* Lista zadań
1: Który kompozytor, według dyskusji o Oscarach, nie otrzymał nawet nominacji za muzykę do filmu „Źródło”?
2: Proszę kontynuować dyskusję o Oscarach, dopisując dalszy ciąg po jej ostatnim zdaniu.

* Blok tekstu
%%

Ale summa summarum - tegoroczne Oscary były satysfakcjonujące. Mielismy naprawdę dobry rok pełem swietnych filmów (dawno już nie widziałam tylu dyskusji czemu nie nominowano innych filmów, co tylko znaczy że mielismy więcej ciekawych obrazów w kinie niż zazwyczaj). Można się podoczepiac do poszczególnych wygranych ale całośc dała mi więcje radości niż zeszłoroczne.
Jak widzisz, wszystko rozstrzygam w kwestii swoich odczuć niż tego, kto był faworytem w danym okresie, co znaczy że moja wypowiedź jest pisana od strony mocno subiektywnej, a nie jako głos ogółu. I tak też to lepiej traktowac, bysmy się nie pokłócili kto ma rację a kto nie ;)
Słusznie. I zasadniczo nie mam już nic do dodania, może poza tym, że Oscara dla Julii Roberts tez uważam za zasłużonego ;) Była ona w tym filmie absolutnie rozbrajająca - bardziej niż Burstyn była poruszająca, uważam :). I to mimo tego, iż uwielbiam "Requiem dla snu" i uważam że Akademia mocno ten film skrzywdziła dając mu tylko jedną nominację. A jak juz przy Burstyn jesteśmy, to uważam, że nie powinna była dostawać Oscara za "Alicja już tu nie mieszka" (Gena Rowlands była wtedy bezkonkurencyjna), za to powinna była dostać go za "W przyszłym roku o tej samej porze" (ech, ta Fonda). Tyle z mojej strony :)
No widzisz, a ja bym dała tego Oscara wtedy Ellen a nie Julii :) Ale to nic. Już 13 lat (aż! jak ten czas leci) po fakcie więc nic już nie zrobimy. Wymienionych przez Cb filmów nie wiedziałam, ale zgadzam się, że skrzywdzono Requiem. Nadal mam ochotę udusić pół członków Akademii że nie dali choćby nominacji za najlepszy montaż (a ten był niesamowicie doszlifowany i nowatorski - w taki sposób filmu o narkotykach jeszcze nigdy wcześniej nie nakrecono) i za muzykę. Naprawdę nie rozumiem jak mozna było pominąc TAKĄ ścieżkę dźwiękowa, tak idealnie zgraną z obrazem, uwypuklajacą emocje i dramat bohaterów i jednoczesnie ukazujaca w dźwiękach ich rozkład im dalej w uzależnienie. Co dziwne, za Źródło Clint Mansell również nie dostał chocby nominacji. I to juz jest czystym żartem. Strasznie żałuję że nie docenia sie takiego kompozytora. Ale Requem to akurat nie pierwszy świetny film, który nie zdobył nic na Oscarach a na lata został w pamięci widzów i wciąz jest czymś niezwykłym i szokującym.

%%

[Zapisy adnotacji współrzędnych]
%%

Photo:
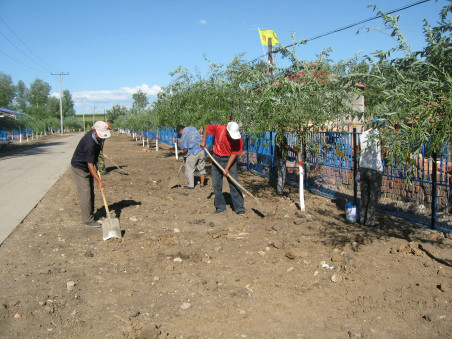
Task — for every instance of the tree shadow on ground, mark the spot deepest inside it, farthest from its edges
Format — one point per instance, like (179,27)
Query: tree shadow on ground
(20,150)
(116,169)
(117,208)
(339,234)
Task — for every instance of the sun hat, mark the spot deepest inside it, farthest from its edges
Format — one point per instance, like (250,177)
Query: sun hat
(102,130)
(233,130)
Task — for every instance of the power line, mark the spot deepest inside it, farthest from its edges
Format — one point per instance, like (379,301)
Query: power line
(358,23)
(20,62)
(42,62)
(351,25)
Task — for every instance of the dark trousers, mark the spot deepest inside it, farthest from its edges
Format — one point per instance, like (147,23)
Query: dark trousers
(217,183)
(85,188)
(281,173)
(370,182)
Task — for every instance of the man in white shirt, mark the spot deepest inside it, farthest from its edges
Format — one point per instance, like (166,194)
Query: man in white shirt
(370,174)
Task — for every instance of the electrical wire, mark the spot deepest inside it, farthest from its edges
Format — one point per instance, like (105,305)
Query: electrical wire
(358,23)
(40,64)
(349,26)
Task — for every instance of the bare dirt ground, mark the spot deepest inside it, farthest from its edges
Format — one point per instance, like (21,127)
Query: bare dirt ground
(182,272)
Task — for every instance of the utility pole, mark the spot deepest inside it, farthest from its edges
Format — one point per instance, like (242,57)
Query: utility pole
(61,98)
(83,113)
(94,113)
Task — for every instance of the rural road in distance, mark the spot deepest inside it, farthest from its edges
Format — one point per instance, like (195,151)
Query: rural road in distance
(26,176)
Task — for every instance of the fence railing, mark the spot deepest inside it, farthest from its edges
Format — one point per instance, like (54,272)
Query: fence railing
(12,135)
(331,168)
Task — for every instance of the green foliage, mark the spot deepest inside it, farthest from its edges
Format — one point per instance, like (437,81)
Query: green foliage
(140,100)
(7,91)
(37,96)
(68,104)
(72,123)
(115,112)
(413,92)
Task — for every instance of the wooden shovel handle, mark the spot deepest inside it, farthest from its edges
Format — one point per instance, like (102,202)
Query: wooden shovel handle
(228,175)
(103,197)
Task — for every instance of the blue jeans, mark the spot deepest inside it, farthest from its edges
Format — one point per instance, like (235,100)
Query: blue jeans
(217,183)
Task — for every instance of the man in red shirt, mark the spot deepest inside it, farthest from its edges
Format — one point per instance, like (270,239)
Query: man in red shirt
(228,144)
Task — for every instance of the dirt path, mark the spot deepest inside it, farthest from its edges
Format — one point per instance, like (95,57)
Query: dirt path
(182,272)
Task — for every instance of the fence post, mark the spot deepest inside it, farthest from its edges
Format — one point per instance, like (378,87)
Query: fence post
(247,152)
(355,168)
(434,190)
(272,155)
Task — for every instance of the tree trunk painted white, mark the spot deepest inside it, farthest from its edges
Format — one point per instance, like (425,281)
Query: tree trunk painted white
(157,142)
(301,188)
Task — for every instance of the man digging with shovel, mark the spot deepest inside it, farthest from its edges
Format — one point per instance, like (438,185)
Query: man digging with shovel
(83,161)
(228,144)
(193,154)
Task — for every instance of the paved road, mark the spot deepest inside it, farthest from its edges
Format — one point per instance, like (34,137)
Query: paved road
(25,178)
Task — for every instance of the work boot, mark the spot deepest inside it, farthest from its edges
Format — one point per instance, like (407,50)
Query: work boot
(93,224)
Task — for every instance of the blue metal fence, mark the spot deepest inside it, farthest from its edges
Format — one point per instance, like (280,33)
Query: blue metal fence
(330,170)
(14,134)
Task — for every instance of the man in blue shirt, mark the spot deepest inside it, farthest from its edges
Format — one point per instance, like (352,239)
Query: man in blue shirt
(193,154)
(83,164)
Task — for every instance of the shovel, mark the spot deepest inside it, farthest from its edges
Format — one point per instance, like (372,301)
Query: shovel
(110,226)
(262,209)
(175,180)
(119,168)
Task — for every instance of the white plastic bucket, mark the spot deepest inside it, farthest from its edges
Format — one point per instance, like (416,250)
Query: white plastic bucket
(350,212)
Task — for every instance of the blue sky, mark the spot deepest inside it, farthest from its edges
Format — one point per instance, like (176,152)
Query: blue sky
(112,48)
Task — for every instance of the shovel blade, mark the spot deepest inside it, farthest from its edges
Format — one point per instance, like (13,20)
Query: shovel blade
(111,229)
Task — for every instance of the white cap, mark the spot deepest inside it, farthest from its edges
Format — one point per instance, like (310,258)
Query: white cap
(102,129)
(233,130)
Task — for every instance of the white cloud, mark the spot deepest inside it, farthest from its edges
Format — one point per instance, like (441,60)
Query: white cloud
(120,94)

%%

* Oczekiwane odpowiedzi
1: Clint Mansell.

2:
Cóż, "Requiem dla snu" "zgrzeszyło" tym, że było zbyt oryginalne... To znany od dawna fakt, że filmy oryginalne nagrody dostawać mogą na festiwalach, gdzie przyznaje je kilkuosobowe jury - "Requiem" wygrało festiwal w Valladolid, całkiem prestiżowy i z tradycjami - natomiast im nagrodowe grono jest większe, tym oporniej reaguje na oryginalność i nowatorstwo, choć oczywiście zdarzają się wyjątki. Podobnie jak Akademia film ten po macoszemu potraktowało kilka innych prestiżowych (i liczebnych) gremiów - HFPA (ci od Złotych Globów), IPA (ci od Satelit; choć oni nagrodzili Burstyn), nawet Akademia od Saturnów... Na wysokości zadania stanęli właściwie tylko ludzie od nagród dla filmów niezależnych (np. Independent Spirit Award) i kilka kół krytyków (mniej wtedy licznych niż dziś, może to dlatego). Przyznam, że kiedyś też mnie bulwersowało takie pominięcie tego filmu, dziś jednak mnie to nie dziwi. Bycie oryginalnym musi mieć swoją cenę :)
Nie dziwi mnie docenienie na festiwalach filmów niezaleznych bo nie raz jest to jedyne miejsce, gdzie taki film na nagrodę może liczyć. A Oscary nagradzają filmy pewnego nurtu, więc nie zawsze wszystko co oryginalne się tam załapie. Też siękiedyś rzucałam o to pominięcie Requiem ale teraz gdy to już film kultowy i mam wrażenie, że każdy o nim słyszał to jakoś już mniej. Bo wiem, że go doceniono, choć nie nagrodami ;)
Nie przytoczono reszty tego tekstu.